[Information provided start]

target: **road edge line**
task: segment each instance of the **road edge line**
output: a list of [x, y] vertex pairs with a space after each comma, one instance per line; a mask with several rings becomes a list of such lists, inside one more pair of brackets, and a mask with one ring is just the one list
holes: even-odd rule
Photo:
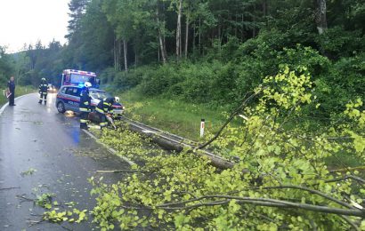
[[[34, 94], [34, 93], [35, 93], [35, 92], [18, 96], [17, 98], [14, 99], [14, 101], [17, 100], [19, 100], [19, 99], [21, 99], [21, 98], [23, 98], [23, 97], [25, 97], [25, 96], [27, 96], [27, 95], [31, 95], [31, 94]], [[3, 107], [1, 107], [1, 108], [0, 108], [0, 115], [3, 114], [3, 112], [5, 110], [5, 108], [6, 108], [7, 106], [9, 106], [9, 102], [5, 103], [4, 105], [3, 105]]]
[[90, 131], [85, 130], [85, 129], [81, 129], [82, 131], [84, 131], [85, 133], [86, 133], [89, 137], [91, 137], [93, 139], [94, 139], [98, 144], [101, 145], [102, 147], [104, 147], [105, 148], [107, 148], [107, 150], [109, 152], [110, 152], [111, 154], [116, 155], [117, 156], [118, 156], [119, 158], [121, 158], [122, 160], [124, 160], [125, 162], [126, 162], [130, 166], [132, 165], [135, 165], [136, 163], [134, 163], [133, 161], [129, 160], [128, 158], [123, 156], [123, 155], [117, 155], [117, 151], [110, 147], [108, 147], [106, 144], [102, 143], [101, 141], [100, 141], [94, 135], [93, 135]]

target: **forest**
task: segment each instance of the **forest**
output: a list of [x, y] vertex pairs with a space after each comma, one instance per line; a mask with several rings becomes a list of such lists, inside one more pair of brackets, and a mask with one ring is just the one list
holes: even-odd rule
[[[72, 0], [67, 44], [2, 49], [0, 83], [64, 68], [94, 71], [106, 86], [146, 96], [235, 105], [282, 65], [305, 66], [328, 115], [363, 97], [362, 0]], [[56, 26], [56, 25], [55, 25]]]
[[104, 131], [102, 142], [144, 163], [112, 186], [90, 179], [102, 230], [365, 228], [364, 0], [69, 6], [67, 44], [0, 50], [1, 86], [10, 75], [21, 85], [42, 77], [59, 85], [62, 69], [83, 69], [116, 93], [244, 118], [199, 140], [235, 162], [225, 170], [195, 150], [150, 155], [141, 137]]

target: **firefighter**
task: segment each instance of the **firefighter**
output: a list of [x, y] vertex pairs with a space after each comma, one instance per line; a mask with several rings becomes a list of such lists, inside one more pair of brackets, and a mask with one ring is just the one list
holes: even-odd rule
[[100, 100], [96, 106], [96, 112], [98, 113], [100, 118], [100, 128], [102, 129], [108, 125], [108, 114], [113, 113], [113, 103], [116, 102], [118, 97], [109, 97], [104, 100]]
[[91, 86], [89, 82], [85, 82], [80, 93], [80, 128], [85, 130], [87, 130], [89, 113], [91, 112], [91, 96], [89, 93]]
[[48, 84], [45, 84], [45, 78], [41, 79], [41, 84], [39, 84], [39, 104], [42, 104], [43, 99], [45, 99], [45, 105], [47, 104], [47, 92]]

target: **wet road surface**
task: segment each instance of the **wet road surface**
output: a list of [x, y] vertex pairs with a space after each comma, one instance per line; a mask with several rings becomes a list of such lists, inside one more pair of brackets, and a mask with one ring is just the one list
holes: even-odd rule
[[[36, 93], [18, 99], [0, 115], [0, 230], [98, 230], [90, 219], [63, 227], [49, 222], [28, 227], [45, 210], [20, 195], [54, 194], [61, 204], [75, 202], [75, 208], [90, 211], [95, 200], [87, 179], [98, 170], [129, 168], [80, 131], [77, 117], [59, 114], [55, 94], [48, 94], [47, 106], [37, 100]], [[121, 177], [104, 174], [107, 182]]]

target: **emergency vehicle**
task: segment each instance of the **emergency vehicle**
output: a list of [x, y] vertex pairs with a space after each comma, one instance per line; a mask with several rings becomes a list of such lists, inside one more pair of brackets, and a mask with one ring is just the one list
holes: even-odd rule
[[[80, 86], [72, 86], [66, 85], [61, 86], [60, 91], [57, 93], [56, 97], [56, 108], [60, 113], [65, 113], [66, 111], [73, 111], [75, 113], [79, 112], [80, 108], [80, 93], [82, 87]], [[91, 88], [89, 89], [89, 93], [92, 98], [91, 106], [93, 110], [98, 105], [100, 100], [102, 99], [110, 97], [110, 94], [105, 91]], [[124, 114], [124, 107], [120, 103], [113, 104], [113, 117], [120, 118]]]
[[82, 87], [85, 82], [90, 82], [93, 88], [98, 89], [100, 87], [100, 78], [96, 76], [94, 72], [65, 69], [62, 72], [61, 85], [76, 85]]

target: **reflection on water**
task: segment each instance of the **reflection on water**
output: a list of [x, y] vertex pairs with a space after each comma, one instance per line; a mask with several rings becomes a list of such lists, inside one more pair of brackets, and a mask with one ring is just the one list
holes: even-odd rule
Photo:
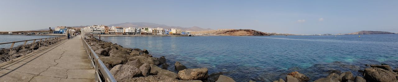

[Information provided end]

Rewrite all of the records above as a numbered list with each line as its own item. Skip the blank lines and leave the pictures out.

1. target: **road edge line**
2. task: segment each instance of the **road edge line**
3. output: a list of [x, y] vertex pairs with a space after each comma, one instance per line; a mask with several rings becomes a list of such lists, inside one more pair of brackets, and a mask with one ring is just the one list
4. holes: even-odd rule
5. Photo:
6. [[[34, 94], [34, 93], [35, 93], [35, 92], [18, 96], [17, 98], [14, 99], [14, 101], [17, 100], [19, 100], [19, 99], [21, 99], [21, 98], [23, 98], [23, 97], [25, 97], [25, 96], [27, 96], [27, 95], [31, 95], [31, 94]], [[3, 107], [1, 107], [1, 108], [0, 108], [0, 115], [3, 114], [3, 112], [5, 110], [5, 108], [6, 108], [7, 106], [9, 106], [9, 102], [5, 103], [4, 105], [3, 105]]]
7. [[90, 131], [85, 130], [85, 129], [81, 129], [82, 131], [84, 131], [85, 133], [86, 133], [89, 137], [91, 137], [93, 139], [94, 139], [98, 144], [101, 145], [102, 147], [104, 147], [105, 148], [107, 148], [107, 150], [109, 152], [110, 152], [111, 154], [116, 155], [117, 156], [118, 156], [119, 158], [121, 158], [122, 160], [124, 160], [125, 162], [126, 162], [130, 166], [132, 165], [135, 165], [136, 163], [134, 163], [133, 161], [129, 160], [128, 158], [123, 156], [123, 155], [117, 155], [117, 151], [110, 147], [108, 147], [106, 144], [102, 143], [101, 141], [100, 141], [94, 135], [93, 135]]
8. target: **forest**
9. task: segment each instance of the **forest**
10. output: a list of [x, y] vertex pairs with a space after each comma, one instance per line; a mask with several rings becomes a list of such lists, inside one more pair of brackets, and a mask with one ring is just the one list
11. holes: even-odd rule
12. [[[72, 0], [67, 44], [2, 49], [0, 83], [64, 68], [94, 71], [106, 86], [146, 96], [235, 105], [282, 65], [305, 66], [328, 115], [363, 97], [362, 0]], [[56, 26], [56, 25], [55, 25]]]
13. [[104, 131], [102, 142], [144, 163], [112, 186], [90, 179], [102, 230], [365, 228], [364, 0], [69, 6], [67, 44], [0, 50], [1, 86], [10, 75], [21, 85], [42, 77], [59, 85], [62, 69], [83, 69], [116, 93], [244, 118], [199, 140], [235, 162], [225, 170], [195, 150], [150, 155], [141, 137]]
14. target: **firefighter**
15. task: segment each instance of the **firefighter**
16. output: a list of [x, y] vertex pairs with a space after each comma, one instance per line; a mask with several rings becomes a list of such lists, inside one more pair of brackets, and a mask with one ring is just the one list
17. holes: even-odd rule
18. [[100, 100], [96, 106], [96, 112], [98, 113], [100, 118], [100, 128], [102, 129], [108, 125], [108, 114], [113, 113], [113, 103], [116, 102], [118, 97], [109, 97], [104, 100]]
19. [[91, 86], [89, 82], [85, 82], [80, 93], [80, 128], [85, 130], [87, 130], [89, 113], [91, 112], [91, 96], [89, 93]]
20. [[48, 84], [45, 84], [45, 78], [41, 79], [41, 84], [39, 84], [39, 104], [42, 104], [43, 99], [45, 99], [45, 105], [47, 104], [47, 92]]
21. target: **wet road surface**
22. task: segment each instance of the **wet road surface**
23. output: a list of [x, y] vertex pairs with a space after each comma, one instance per line; a mask with several rings becomes a list of such lists, inside one more pair of brackets, and a mask with one ring is just the one list
24. holes: even-odd rule
25. [[[36, 93], [18, 99], [0, 115], [0, 230], [98, 230], [90, 219], [63, 227], [49, 222], [28, 227], [45, 210], [20, 195], [54, 194], [61, 204], [75, 202], [75, 208], [90, 211], [95, 200], [87, 179], [98, 170], [129, 168], [80, 131], [77, 117], [59, 114], [55, 94], [48, 94], [47, 106], [37, 100]], [[121, 177], [104, 174], [107, 182]]]
26. target: **emergency vehicle**
27. task: segment each instance of the **emergency vehicle**
28. output: a list of [x, y] vertex pairs with a space after each comma, one instance per line; a mask with several rings becomes a list of such lists, inside one more pair of brackets, and a mask with one ring is just the one list
29. holes: even-odd rule
30. [[[80, 86], [72, 86], [66, 85], [61, 86], [60, 91], [57, 93], [56, 97], [56, 108], [60, 113], [65, 113], [66, 111], [73, 111], [75, 113], [79, 112], [80, 108], [80, 93], [82, 87]], [[91, 88], [89, 89], [89, 93], [92, 98], [91, 106], [93, 110], [98, 105], [100, 100], [102, 99], [110, 97], [110, 94], [105, 91]], [[124, 114], [124, 107], [120, 103], [113, 104], [113, 117], [120, 118]]]
31. [[82, 87], [85, 82], [90, 82], [93, 88], [98, 89], [100, 87], [100, 78], [96, 76], [94, 72], [65, 69], [62, 72], [61, 85], [76, 85]]
32. target: **reflection on water**
33. task: segment each instance of the **reflection on water**
34. output: a list of [x, y] vertex pairs with a space after each comma, one instance per line; a mask with several rings becomes a list of such lists, inside one more pair of brackets, and a mask with one ring is just the one list
35. holes: even-odd rule
36. Photo:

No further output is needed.